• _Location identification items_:
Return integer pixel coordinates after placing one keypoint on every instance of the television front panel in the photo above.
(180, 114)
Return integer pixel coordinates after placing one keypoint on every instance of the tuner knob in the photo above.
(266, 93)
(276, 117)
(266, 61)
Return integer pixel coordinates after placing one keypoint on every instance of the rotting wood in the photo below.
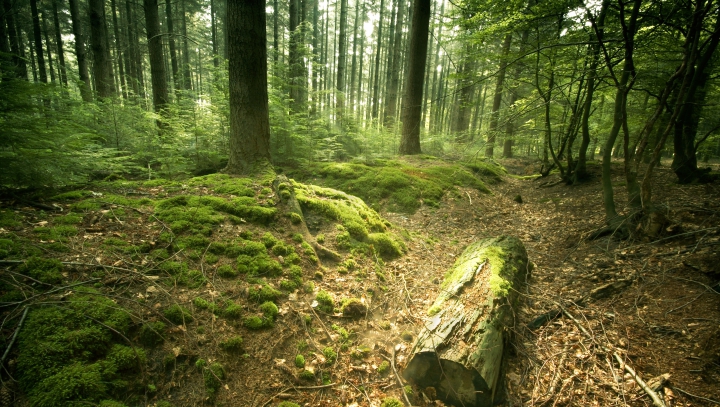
(459, 352)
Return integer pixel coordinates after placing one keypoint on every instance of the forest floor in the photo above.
(660, 311)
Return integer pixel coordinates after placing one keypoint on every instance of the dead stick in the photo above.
(657, 401)
(12, 340)
(397, 376)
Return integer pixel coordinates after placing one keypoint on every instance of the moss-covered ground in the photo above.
(171, 292)
(402, 185)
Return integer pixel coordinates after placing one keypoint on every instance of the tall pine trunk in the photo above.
(37, 38)
(394, 83)
(80, 55)
(101, 55)
(59, 44)
(376, 81)
(497, 98)
(173, 54)
(417, 55)
(155, 48)
(342, 61)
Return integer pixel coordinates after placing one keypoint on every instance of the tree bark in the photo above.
(59, 44)
(378, 52)
(155, 48)
(394, 85)
(101, 55)
(37, 38)
(417, 56)
(173, 54)
(460, 351)
(249, 111)
(497, 99)
(342, 61)
(119, 50)
(187, 77)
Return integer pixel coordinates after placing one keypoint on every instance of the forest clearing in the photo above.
(353, 203)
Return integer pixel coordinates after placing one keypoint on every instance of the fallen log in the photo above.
(459, 352)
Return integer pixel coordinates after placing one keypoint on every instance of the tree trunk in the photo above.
(249, 112)
(213, 31)
(37, 38)
(14, 36)
(417, 55)
(342, 61)
(394, 85)
(155, 49)
(48, 47)
(119, 50)
(171, 43)
(101, 55)
(59, 44)
(497, 99)
(376, 80)
(187, 78)
(460, 351)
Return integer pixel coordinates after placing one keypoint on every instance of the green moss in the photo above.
(178, 314)
(330, 355)
(125, 357)
(386, 245)
(232, 344)
(71, 195)
(48, 271)
(151, 333)
(400, 185)
(66, 352)
(269, 310)
(391, 402)
(8, 219)
(69, 219)
(232, 311)
(307, 375)
(262, 292)
(254, 322)
(213, 376)
(227, 271)
(325, 302)
(205, 305)
(300, 361)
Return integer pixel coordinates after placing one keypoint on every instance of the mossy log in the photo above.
(459, 352)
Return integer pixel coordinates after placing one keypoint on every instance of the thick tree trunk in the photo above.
(15, 38)
(342, 61)
(101, 55)
(59, 44)
(376, 80)
(119, 50)
(417, 55)
(155, 48)
(187, 77)
(48, 47)
(460, 351)
(37, 38)
(249, 112)
(394, 85)
(173, 54)
(497, 99)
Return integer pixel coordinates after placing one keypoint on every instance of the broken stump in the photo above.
(459, 352)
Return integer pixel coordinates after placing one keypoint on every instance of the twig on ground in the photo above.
(695, 395)
(12, 340)
(657, 401)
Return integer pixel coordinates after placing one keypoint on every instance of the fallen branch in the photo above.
(657, 401)
(12, 340)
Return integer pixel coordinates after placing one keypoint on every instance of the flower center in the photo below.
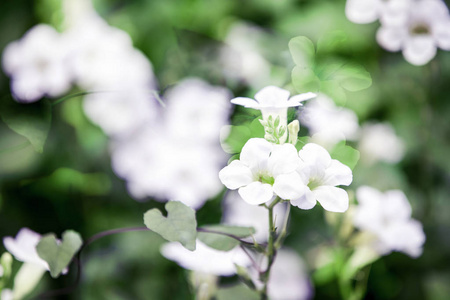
(314, 183)
(265, 178)
(420, 28)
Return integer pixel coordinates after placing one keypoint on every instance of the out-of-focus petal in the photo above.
(332, 198)
(419, 50)
(256, 193)
(235, 175)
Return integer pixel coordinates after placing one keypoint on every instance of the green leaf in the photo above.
(302, 51)
(305, 80)
(219, 241)
(345, 154)
(59, 255)
(29, 120)
(180, 224)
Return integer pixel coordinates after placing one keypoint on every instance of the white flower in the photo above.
(367, 11)
(379, 142)
(426, 28)
(388, 217)
(239, 213)
(197, 111)
(37, 64)
(259, 166)
(23, 247)
(327, 123)
(274, 101)
(205, 259)
(316, 179)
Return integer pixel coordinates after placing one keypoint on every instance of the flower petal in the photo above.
(246, 102)
(307, 201)
(295, 100)
(235, 175)
(256, 193)
(256, 152)
(272, 96)
(338, 174)
(419, 50)
(332, 198)
(283, 159)
(289, 186)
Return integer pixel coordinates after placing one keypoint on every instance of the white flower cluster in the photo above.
(417, 27)
(179, 157)
(265, 169)
(387, 216)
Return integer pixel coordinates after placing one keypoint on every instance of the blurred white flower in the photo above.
(260, 164)
(426, 28)
(205, 259)
(378, 142)
(197, 111)
(119, 113)
(241, 57)
(327, 123)
(23, 247)
(367, 11)
(273, 101)
(388, 217)
(315, 180)
(37, 64)
(239, 213)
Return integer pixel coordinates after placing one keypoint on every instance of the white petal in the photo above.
(338, 174)
(419, 50)
(272, 96)
(307, 201)
(332, 198)
(256, 152)
(235, 175)
(315, 155)
(247, 102)
(391, 38)
(362, 11)
(256, 193)
(295, 100)
(284, 159)
(289, 186)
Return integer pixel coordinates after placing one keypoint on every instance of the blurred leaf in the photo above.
(302, 51)
(59, 255)
(29, 120)
(220, 241)
(180, 224)
(237, 292)
(305, 80)
(345, 154)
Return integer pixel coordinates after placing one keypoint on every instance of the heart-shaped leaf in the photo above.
(59, 254)
(180, 224)
(217, 236)
(30, 120)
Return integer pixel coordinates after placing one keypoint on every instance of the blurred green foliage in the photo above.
(70, 185)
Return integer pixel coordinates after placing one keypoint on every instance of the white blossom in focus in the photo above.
(378, 142)
(426, 28)
(327, 123)
(37, 64)
(388, 217)
(205, 259)
(23, 247)
(259, 166)
(237, 212)
(316, 179)
(367, 11)
(274, 101)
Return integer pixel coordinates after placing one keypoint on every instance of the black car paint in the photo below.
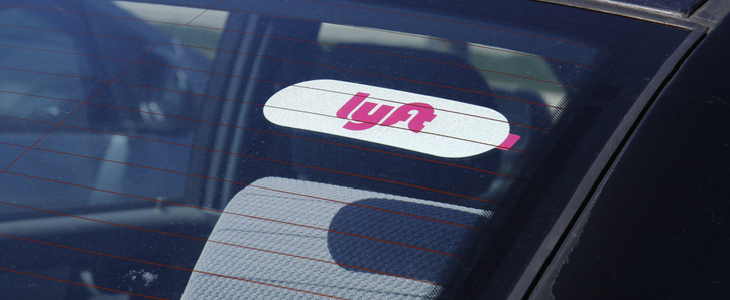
(657, 228)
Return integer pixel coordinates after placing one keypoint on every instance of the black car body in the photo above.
(363, 149)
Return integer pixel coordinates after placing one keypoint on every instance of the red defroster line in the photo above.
(77, 109)
(188, 237)
(313, 113)
(76, 283)
(228, 181)
(456, 22)
(244, 184)
(260, 158)
(293, 136)
(151, 263)
(332, 171)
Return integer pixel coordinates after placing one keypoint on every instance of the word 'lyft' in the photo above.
(363, 117)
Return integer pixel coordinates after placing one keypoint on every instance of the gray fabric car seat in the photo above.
(291, 239)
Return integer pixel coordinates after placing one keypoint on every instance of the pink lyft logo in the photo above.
(364, 117)
(421, 123)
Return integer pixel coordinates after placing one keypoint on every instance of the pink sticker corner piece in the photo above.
(508, 142)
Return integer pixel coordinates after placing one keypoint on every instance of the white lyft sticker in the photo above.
(421, 123)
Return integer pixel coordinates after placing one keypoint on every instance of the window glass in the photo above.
(128, 128)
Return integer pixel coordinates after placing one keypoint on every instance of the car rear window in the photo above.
(128, 128)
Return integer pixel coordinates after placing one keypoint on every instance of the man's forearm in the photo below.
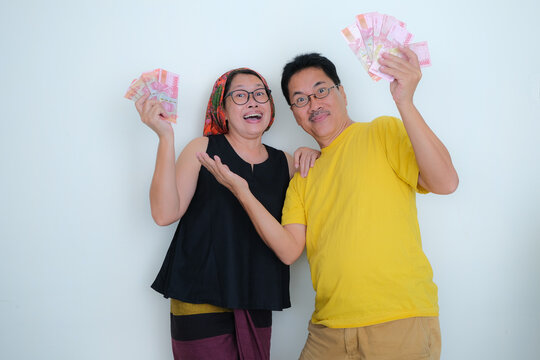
(437, 172)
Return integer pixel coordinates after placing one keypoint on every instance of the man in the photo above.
(356, 214)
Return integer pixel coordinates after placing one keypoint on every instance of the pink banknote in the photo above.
(160, 84)
(374, 34)
(356, 44)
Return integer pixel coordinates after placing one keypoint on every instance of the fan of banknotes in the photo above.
(374, 34)
(160, 84)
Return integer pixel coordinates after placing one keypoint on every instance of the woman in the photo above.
(222, 279)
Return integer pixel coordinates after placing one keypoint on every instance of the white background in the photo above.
(78, 247)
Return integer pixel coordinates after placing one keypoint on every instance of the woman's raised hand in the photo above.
(235, 183)
(154, 115)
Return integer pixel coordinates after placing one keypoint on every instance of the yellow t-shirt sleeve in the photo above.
(293, 208)
(399, 150)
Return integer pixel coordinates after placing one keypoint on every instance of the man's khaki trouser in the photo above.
(417, 338)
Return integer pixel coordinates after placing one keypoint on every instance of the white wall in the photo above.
(78, 248)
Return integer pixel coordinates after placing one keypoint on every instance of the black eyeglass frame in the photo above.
(315, 95)
(268, 93)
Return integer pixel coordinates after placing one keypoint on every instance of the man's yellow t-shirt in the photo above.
(363, 241)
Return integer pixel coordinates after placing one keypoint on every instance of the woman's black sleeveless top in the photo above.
(216, 256)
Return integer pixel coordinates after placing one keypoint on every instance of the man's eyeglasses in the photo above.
(241, 97)
(302, 100)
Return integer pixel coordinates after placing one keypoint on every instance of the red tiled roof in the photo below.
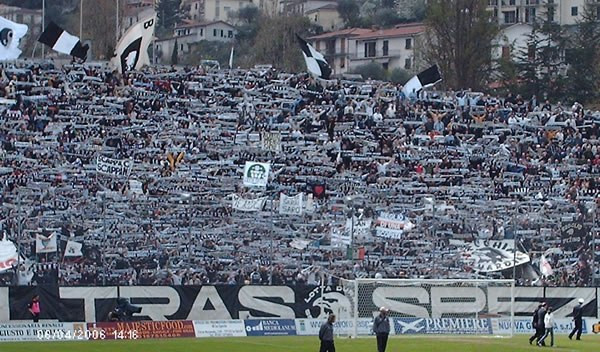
(402, 30)
(341, 33)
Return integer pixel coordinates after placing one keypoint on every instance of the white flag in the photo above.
(45, 244)
(545, 267)
(132, 50)
(8, 254)
(10, 35)
(73, 249)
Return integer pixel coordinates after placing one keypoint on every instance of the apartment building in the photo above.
(563, 12)
(393, 48)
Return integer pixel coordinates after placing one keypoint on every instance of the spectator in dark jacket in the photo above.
(381, 328)
(326, 335)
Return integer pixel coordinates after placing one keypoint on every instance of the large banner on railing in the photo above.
(159, 303)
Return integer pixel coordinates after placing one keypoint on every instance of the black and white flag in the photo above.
(10, 35)
(315, 62)
(132, 50)
(425, 79)
(63, 42)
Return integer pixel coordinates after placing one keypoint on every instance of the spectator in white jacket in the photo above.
(549, 323)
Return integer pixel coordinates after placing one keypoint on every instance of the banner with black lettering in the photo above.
(225, 302)
(113, 167)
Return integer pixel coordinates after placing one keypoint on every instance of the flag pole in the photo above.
(81, 20)
(43, 25)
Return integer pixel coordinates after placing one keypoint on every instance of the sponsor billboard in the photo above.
(270, 327)
(219, 328)
(310, 327)
(455, 326)
(134, 330)
(51, 331)
(501, 326)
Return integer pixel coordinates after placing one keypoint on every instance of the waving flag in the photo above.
(425, 79)
(132, 50)
(315, 62)
(63, 42)
(10, 35)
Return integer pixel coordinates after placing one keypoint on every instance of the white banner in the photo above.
(310, 327)
(113, 167)
(45, 244)
(271, 141)
(135, 187)
(256, 174)
(340, 238)
(239, 203)
(219, 328)
(8, 254)
(392, 225)
(73, 249)
(54, 331)
(291, 205)
(490, 256)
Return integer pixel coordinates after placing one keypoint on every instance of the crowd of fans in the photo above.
(462, 166)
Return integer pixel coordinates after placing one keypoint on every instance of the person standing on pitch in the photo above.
(549, 323)
(534, 323)
(381, 328)
(326, 335)
(578, 319)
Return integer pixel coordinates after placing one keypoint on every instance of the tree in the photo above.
(583, 57)
(175, 54)
(540, 63)
(459, 39)
(349, 12)
(275, 43)
(169, 13)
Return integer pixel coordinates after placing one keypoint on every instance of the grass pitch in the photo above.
(589, 343)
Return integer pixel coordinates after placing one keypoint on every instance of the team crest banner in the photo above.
(256, 174)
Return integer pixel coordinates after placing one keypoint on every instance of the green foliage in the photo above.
(371, 70)
(583, 58)
(210, 50)
(175, 54)
(169, 13)
(459, 39)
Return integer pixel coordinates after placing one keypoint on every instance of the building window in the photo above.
(510, 17)
(506, 52)
(370, 49)
(550, 14)
(531, 52)
(530, 14)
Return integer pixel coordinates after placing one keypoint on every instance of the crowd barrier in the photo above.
(57, 331)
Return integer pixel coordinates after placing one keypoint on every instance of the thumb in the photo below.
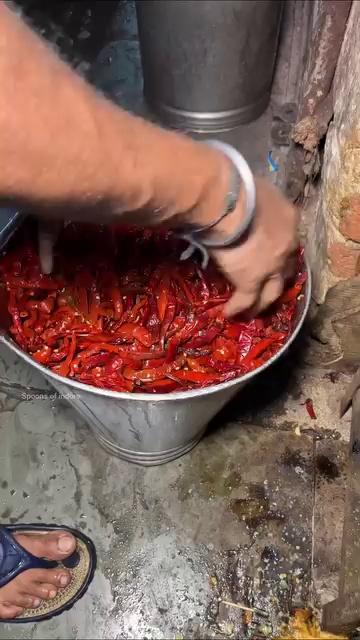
(47, 235)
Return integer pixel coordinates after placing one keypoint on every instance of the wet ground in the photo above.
(252, 517)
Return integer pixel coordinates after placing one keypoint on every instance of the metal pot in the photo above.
(149, 429)
(208, 66)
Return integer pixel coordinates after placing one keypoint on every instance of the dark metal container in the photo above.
(208, 64)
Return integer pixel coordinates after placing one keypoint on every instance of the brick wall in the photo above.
(334, 236)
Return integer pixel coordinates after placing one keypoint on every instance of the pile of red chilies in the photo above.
(122, 312)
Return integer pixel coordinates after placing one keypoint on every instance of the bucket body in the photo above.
(151, 429)
(208, 65)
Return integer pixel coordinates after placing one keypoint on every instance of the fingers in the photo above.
(47, 235)
(256, 301)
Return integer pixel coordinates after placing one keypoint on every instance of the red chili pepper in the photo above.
(310, 408)
(259, 348)
(195, 377)
(123, 313)
(291, 294)
(117, 302)
(64, 368)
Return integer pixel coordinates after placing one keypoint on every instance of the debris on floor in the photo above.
(304, 626)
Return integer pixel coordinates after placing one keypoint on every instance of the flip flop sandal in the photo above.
(14, 559)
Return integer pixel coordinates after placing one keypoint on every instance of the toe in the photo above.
(22, 600)
(54, 546)
(33, 577)
(9, 611)
(44, 591)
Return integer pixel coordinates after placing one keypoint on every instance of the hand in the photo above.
(260, 265)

• _What needs to be done_:
Write out only the lines from the line containing "building window in the photo above." through the end of the material above, both end lines included. Pictures are not written out.

• _Written answer_:
Return integer pixel coordinates after placing one keypoint on every instance of the building window in the photo above.
(510, 17)
(506, 52)
(370, 49)
(550, 14)
(531, 52)
(530, 14)
Return integer pixel coordinates after placing one keypoint on every instance of the crowd barrier in the photo above.
(57, 331)
Return integer pixel coordinates after placing one keypoint on every instance of the thumb in the photo below.
(47, 235)
Return integer pixel coordinates after placing one keypoint on every instance of the wet ground in the photo above.
(252, 517)
Return integer pixel coordinates after placing one keypoint on every instance of the metal pot in the photo above.
(149, 429)
(208, 66)
Return integer pixel coordinates after placing one keypoint on every instance of the dark metal container in the photo above.
(208, 64)
Return integer pixel coordinates after placing one keypoint on every instance of the brick wall in the photo above.
(334, 236)
Return integer pixel coordinates after placing one keypoint on every instance of the pile of red chilies in the photo above.
(122, 312)
Return integer pixel coordinates after placing one keypoint on every instance of the bucket body in the photo above.
(151, 429)
(208, 65)
Return integer pixel coordinates after placing one keypoint on every instance of the fingers in the photo above.
(47, 235)
(256, 301)
Return integer pixel coordinates after placing one keypoint on every instance of the red chili pepper in the photo above.
(310, 408)
(259, 348)
(195, 377)
(123, 313)
(291, 294)
(117, 302)
(64, 368)
Return integer pixel coordinates after placing one keypoint on every instance of the debris on floor in the photo above.
(304, 626)
Return integer pixel coordinates after placing one keypoint on every instance of the flip flop sandal in the photo above.
(14, 559)
Return integer pixel coordinates after placing one keypoint on every instance of the toe in the photo above.
(22, 600)
(54, 546)
(33, 577)
(9, 611)
(44, 591)
Return integer pixel coordinates after placing one keypoint on every instance of the hand in the photo above.
(260, 265)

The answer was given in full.